### WRITTEN REQUEST 1
In the entries below, find every line that contains the string "chip" and return each of those lines in full. Matching is case-sensitive.

### EXTRACT TO READ
Form 8938 Statute of Limitations (6501) – Extended Statute & Audit Risk
Form 8938 Statute of Limitations: Form 8938 is an IRS Form used to report specified foreign assets.
We have authored numerous articles on FATCA and Form 8938 — but one of the most common question we receive:
“How Long is Form 8938 Statute of Limitations.”
When a client asks about Form 8938 Statute of Limitations, the main concern is:
“How Long does the IRS have to Audit me about Foreign Assets & Income?”
Form 8938 Statute of Limitations
The IRS Statute of Limitations for Form 8938 is “Extended” (Read:The IRS has more time than usual to audit you)
As provided by the IRS:
8938 Statute of Limitations
If you fail to file Form 8938 or fail to report a specified foreign financial asset that you are required to report, the statute of limitations for the tax year may remain open for all or a part of your income tax return until 3 years after the date on which you file Form 8938.
Extended Statute of Limitations (8938)

### SUPPLIED DATA
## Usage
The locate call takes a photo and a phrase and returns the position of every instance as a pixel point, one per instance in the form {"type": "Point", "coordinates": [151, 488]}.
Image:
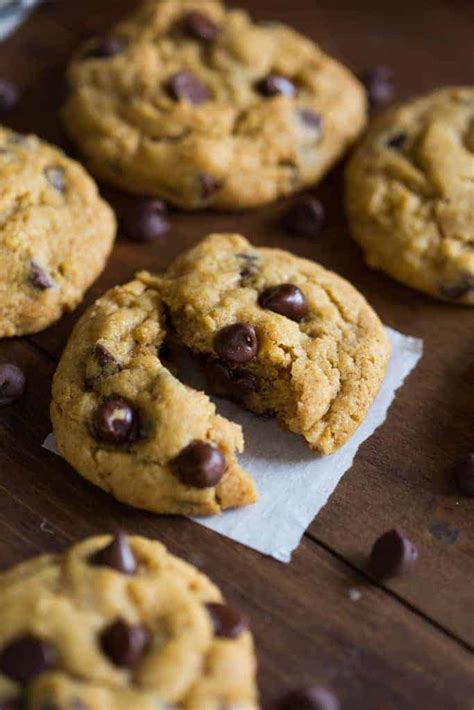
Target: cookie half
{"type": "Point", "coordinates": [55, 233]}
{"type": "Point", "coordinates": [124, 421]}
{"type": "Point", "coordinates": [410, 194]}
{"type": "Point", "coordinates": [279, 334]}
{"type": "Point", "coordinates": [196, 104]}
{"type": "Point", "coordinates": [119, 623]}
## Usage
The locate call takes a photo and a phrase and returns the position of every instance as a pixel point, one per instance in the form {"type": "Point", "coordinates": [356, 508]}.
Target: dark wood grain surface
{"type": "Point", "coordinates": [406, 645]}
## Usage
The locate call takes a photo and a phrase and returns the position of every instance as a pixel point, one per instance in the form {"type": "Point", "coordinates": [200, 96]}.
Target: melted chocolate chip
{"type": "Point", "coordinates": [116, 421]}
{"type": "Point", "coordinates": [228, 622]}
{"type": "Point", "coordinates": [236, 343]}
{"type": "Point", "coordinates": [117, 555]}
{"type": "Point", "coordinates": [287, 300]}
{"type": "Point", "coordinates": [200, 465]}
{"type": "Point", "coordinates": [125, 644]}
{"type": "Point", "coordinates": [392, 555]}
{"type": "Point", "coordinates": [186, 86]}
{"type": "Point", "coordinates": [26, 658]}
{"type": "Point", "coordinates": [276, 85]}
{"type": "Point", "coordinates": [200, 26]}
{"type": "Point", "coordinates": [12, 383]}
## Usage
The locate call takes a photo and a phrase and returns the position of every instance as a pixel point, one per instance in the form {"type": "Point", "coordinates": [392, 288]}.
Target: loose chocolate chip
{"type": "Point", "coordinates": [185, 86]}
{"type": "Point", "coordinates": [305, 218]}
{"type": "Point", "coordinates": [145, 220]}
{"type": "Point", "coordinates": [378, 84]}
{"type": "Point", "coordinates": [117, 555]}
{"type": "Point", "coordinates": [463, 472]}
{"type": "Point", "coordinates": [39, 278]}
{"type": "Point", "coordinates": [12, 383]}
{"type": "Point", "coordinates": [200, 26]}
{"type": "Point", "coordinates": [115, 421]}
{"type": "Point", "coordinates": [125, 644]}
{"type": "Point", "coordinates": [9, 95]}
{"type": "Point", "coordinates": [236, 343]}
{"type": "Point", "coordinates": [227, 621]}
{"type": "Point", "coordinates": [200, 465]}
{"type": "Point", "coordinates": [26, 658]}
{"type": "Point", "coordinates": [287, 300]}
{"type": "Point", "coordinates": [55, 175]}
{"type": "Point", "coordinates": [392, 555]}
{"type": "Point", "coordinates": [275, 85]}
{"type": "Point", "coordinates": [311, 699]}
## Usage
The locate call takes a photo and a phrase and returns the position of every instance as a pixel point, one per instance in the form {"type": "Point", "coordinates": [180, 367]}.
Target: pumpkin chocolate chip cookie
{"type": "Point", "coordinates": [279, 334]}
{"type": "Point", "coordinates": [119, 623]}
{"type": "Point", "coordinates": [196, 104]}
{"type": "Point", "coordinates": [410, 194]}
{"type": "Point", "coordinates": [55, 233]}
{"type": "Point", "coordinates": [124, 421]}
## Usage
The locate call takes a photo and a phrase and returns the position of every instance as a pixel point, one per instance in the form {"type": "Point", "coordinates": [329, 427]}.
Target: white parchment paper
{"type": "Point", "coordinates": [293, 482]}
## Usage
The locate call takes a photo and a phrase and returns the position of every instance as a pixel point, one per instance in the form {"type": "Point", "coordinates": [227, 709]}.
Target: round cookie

### WRITTEN REQUEST 2
Return the passage of the Form 8938 article from "Form 8938 Statute of Limitations (6501)" up to and including "to audit you)", copied word for word.

### TASK RESULT 1
Target: melted chocolate chip
Target: loose chocolate chip
Target: pumpkin chocolate chip cookie

### TASK RESULT 2
Form 8938 Statute of Limitations (6501) – Extended Statute & Audit Risk
Form 8938 Statute of Limitations: Form 8938 is an IRS Form used to report specified foreign assets.
We have authored numerous articles on FATCA and Form 8938 — but one of the most common question we receive:
“How Long is Form 8938 Statute of Limitations.”
When a client asks about Form 8938 Statute of Limitations, the main concern is:
“How Long does the IRS have to Audit me about Foreign Assets & Income?”
Form 8938 Statute of Limitations
The IRS Statute of Limitations for Form 8938 is “Extended” (Read:The IRS has more time than usual to audit you)